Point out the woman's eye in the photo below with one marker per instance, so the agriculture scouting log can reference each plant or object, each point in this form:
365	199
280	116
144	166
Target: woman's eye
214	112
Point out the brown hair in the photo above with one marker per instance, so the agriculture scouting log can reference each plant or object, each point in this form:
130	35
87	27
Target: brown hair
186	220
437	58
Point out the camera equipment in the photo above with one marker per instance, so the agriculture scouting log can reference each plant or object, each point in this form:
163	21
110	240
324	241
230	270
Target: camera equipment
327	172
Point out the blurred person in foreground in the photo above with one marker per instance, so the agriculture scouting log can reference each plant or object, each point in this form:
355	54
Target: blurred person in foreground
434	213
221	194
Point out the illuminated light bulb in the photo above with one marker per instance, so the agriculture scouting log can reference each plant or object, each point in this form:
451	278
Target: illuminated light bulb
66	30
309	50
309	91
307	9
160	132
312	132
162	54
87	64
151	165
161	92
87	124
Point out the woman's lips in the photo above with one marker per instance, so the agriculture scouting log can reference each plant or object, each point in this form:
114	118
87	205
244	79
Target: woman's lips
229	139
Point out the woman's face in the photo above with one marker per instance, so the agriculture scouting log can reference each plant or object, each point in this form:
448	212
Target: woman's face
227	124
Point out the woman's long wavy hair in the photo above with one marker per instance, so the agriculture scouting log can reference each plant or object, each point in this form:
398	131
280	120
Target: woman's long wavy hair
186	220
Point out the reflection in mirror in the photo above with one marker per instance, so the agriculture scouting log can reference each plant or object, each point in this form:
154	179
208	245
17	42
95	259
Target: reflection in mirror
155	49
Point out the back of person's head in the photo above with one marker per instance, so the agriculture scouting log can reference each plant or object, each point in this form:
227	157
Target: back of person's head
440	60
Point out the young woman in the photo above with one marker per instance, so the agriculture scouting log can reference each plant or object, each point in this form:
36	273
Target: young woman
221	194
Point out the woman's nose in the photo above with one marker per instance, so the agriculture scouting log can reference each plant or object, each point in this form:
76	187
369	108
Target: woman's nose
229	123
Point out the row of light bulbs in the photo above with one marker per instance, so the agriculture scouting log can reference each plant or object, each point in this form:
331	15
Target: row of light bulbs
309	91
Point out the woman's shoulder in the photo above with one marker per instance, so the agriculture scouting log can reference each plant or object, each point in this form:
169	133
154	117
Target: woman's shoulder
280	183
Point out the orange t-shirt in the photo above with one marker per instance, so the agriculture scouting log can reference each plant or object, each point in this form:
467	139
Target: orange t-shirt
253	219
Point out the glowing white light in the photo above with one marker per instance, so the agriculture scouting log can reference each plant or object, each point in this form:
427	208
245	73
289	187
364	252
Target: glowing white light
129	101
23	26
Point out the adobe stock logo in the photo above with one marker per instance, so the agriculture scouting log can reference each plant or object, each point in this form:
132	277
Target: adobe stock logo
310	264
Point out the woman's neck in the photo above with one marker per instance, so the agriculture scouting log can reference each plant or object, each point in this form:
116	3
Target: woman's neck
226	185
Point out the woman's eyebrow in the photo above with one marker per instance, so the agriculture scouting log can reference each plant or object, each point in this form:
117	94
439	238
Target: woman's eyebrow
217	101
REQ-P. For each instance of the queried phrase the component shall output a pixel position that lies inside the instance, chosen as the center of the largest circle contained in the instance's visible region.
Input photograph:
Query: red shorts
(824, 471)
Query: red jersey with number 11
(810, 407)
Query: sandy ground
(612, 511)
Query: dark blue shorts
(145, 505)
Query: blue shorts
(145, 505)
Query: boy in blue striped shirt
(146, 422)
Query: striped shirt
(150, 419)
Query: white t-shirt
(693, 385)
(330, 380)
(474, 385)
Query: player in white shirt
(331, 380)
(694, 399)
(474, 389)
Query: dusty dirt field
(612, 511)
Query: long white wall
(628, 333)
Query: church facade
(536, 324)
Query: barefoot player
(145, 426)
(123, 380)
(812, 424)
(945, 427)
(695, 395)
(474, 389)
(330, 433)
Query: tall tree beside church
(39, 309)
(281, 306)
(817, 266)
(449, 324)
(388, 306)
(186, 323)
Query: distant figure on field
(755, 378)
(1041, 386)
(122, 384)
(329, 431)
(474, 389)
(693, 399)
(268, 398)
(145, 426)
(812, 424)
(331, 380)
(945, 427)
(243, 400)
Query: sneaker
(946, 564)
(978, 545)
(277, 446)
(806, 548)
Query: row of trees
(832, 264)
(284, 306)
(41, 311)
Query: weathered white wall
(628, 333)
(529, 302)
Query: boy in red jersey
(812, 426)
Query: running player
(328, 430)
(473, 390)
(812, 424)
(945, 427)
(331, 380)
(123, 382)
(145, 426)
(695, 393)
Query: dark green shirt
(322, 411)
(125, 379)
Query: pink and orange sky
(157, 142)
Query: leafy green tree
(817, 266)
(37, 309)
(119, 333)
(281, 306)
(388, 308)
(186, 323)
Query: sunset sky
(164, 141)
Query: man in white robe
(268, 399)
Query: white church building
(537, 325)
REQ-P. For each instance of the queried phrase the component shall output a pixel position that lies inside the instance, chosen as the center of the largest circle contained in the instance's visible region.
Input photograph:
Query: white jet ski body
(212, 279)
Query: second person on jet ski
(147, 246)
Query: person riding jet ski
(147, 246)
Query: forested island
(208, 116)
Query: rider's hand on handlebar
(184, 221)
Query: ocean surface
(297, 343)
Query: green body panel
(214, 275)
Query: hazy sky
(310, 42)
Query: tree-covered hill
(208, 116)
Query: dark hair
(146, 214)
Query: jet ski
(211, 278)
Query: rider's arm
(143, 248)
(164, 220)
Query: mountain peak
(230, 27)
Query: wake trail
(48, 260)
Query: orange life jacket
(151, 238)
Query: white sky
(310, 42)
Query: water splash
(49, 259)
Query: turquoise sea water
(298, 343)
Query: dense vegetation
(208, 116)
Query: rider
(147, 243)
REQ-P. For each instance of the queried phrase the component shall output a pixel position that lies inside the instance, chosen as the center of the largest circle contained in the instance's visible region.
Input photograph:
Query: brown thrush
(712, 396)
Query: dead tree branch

## The task
Copy all of the records above line by line, leaving every character unchanged.

## The response
Point out the woman's eye in the photo below with one marker per instance, so the agriculture scouting log can reference each plant or object, each point in this form:
365	199
280	116
144	166
Target: woman's eye
214	112
Point out the brown hair in the photo above with one marker per instance, so the agriculture scouting log can reference each plant or object, each point in this form:
130	35
87	27
Target: brown hair
186	220
437	58
Point out the camera equipment in the photo above with one marker per instance, so the agriculture scouting log can reference each plant or object, each point in this form:
163	21
110	240
324	241
230	270
Target: camera equipment
327	172
Point out the blurred person in foreground in the photo above with one marker per instance, so the agriculture scouting log can reference each plant or object, each point in this form:
355	54
Target: blurred person in foreground
434	213
221	194
Point out the illuminated light bulb in the photo above with one marker per instance, so the agriculture scouting log can reference each plant or object, each point in this form:
451	278
Target: illuminated light bulb
66	30
309	50
309	91
307	9
160	132
312	132
162	54
87	64
151	165
161	92
87	124
Point out the woman's lips in the photo above with one marker per instance, so the agriculture scouting log can reference each plant or object, each point in this form:
114	118
87	205
244	79
Target: woman's lips
229	139
Point out the woman's face in the photo above with one marker per instance, so the agriculture scouting log can reference each plant or object, each point in this form:
448	212
Target: woman's face
227	124
Point out the woman's long wavy hair in the photo above with one marker per instance, so the agriculture scouting log can reference each plant or object, each point in this form:
398	131
280	120
Target: woman's long wavy hair
186	220
Point out the reflection in mirror in the photo above with one marker per instance, so the agriculture scouting log can reference each plant or object, each point in this form:
154	179
208	245
17	42
95	259
Target: reflection in mirror
155	49
Point out the back of person's head in the photo above with one marker per instance, so the agriculture scouting log can reference each plant or object, each point in this form:
227	157
Target: back of person's head
440	60
Point out the young woman in the photo above with one marker per instance, so the agriculture scouting log can reference each plant or object, each point in this form:
36	273
Target: young woman
221	194
Point out the woman's nose in the photo above with one marker per instance, so the agriculture scouting log can reference each plant or object, each point in this form:
76	187
369	108
Target: woman's nose
229	123
Point out the row of light bulbs in the photo above with one marker per instance, so the agriculture scouting log can reference each plant or object, each point in this form:
331	15
Target: row of light bulbs
309	91
Point out the woman's shoulder in the photo above with one marker per instance, so the agriculture scouting log can reference each plant or object, each point in this form:
169	133
154	117
Target: woman's shoulder
280	183
Point out the orange t-shirt in the photo above with one marker per instance, so the agriculture scouting log can reference each plant or object, each point in this form:
467	139
Target: orange t-shirt
253	219
Point out the glowing white light in the photo above with one marker per instance, so the agriculture scouting log can reference each plant or object, each point in this form:
427	208
245	73
289	187
364	252
Target: glowing white light
129	101
23	26
Point out the adobe stock logo in the photo above with one marker per instance, so the agriculture scouting log can reference each plant or object, each point in this form:
132	277
Target: adobe stock logo
310	264
Point out the woman's neck in the photo above with one marker per instance, so the agriculture scouting log can reference each plant or object, each point in this form:
116	3
Target: woman's neck
226	185
Point out the woman's eyebrow in the photo above with one marker per instance, so the agriculture scouting log can reference each plant or object, each point in this form:
117	94
439	238
Target: woman's eyebrow
217	101
REQ-P. For each instance of the queried phrase the component shall output a pixel position that lies inside the instance, chosen as the center of the largest circle contained in the instance's visible region.
Input photograph:
Query: red shorts
(824, 471)
Query: red jersey with number 11
(810, 407)
Query: sandy ground
(612, 511)
Query: dark blue shorts
(145, 505)
Query: blue shorts
(145, 505)
Query: boy in blue striped shirt
(146, 422)
Query: striped shirt
(150, 419)
Query: white t-shirt
(693, 385)
(330, 380)
(474, 385)
Query: player in white shirt
(331, 380)
(694, 399)
(474, 389)
Query: dusty dirt field
(612, 511)
Query: long white wall
(628, 333)
Query: church facade
(536, 324)
Query: barefoot player
(145, 426)
(123, 380)
(812, 424)
(945, 427)
(695, 395)
(474, 389)
(330, 433)
Query: tall tree beside church
(39, 309)
(281, 306)
(817, 266)
(449, 324)
(388, 306)
(186, 323)
Query: distant figure on field
(755, 378)
(1041, 386)
(122, 384)
(329, 431)
(474, 389)
(693, 399)
(268, 398)
(145, 426)
(812, 424)
(331, 380)
(945, 427)
(243, 400)
Query: sneaker
(946, 564)
(978, 545)
(277, 446)
(806, 548)
Query: row of trees
(832, 264)
(284, 306)
(41, 311)
Query: weathered white wall
(628, 333)
(529, 302)
Query: boy in red jersey
(812, 426)
Query: running player
(328, 430)
(473, 390)
(812, 424)
(945, 427)
(331, 380)
(123, 382)
(145, 426)
(695, 393)
Query: dark green shirt
(322, 411)
(125, 379)
Query: pink and orange sky
(157, 142)
Query: leafy green tree
(817, 266)
(37, 309)
(119, 333)
(281, 306)
(388, 308)
(186, 323)
Query: sunset sky
(164, 141)
Query: man in white robe
(268, 399)
Query: white church building
(537, 325)
REQ-P. For each instance of the queried phrase the component shall output a pixel position that lies inside the instance, chosen as the center of the largest circle contained in the instance's visible region.
Input photograph:
Query: white jet ski body
(212, 279)
Query: second person on jet ski
(147, 246)
Query: person riding jet ski
(147, 246)
Query: forested island
(208, 116)
Query: rider's hand on handlebar
(184, 221)
Query: ocean surface
(297, 343)
Query: green body panel
(214, 275)
Query: hazy sky
(310, 42)
Query: tree-covered hill
(208, 116)
Query: dark hair
(146, 214)
Query: jet ski
(211, 278)
Query: rider's arm
(143, 248)
(164, 220)
Query: mountain peak
(230, 27)
Query: wake trail
(48, 260)
Query: orange life jacket
(151, 238)
Query: white sky
(310, 42)
Query: water splash
(49, 259)
Query: turquoise sea water
(298, 343)
Query: dense vegetation
(208, 116)
Query: rider
(147, 243)
REQ-P. For each instance of the queried phrase the component shall output a pixel position that lies inside the instance, chosen as the center of the largest circle contained in the instance's visible region.
Input photograph:
Query: brown thrush
(712, 396)
Query: dead tree branch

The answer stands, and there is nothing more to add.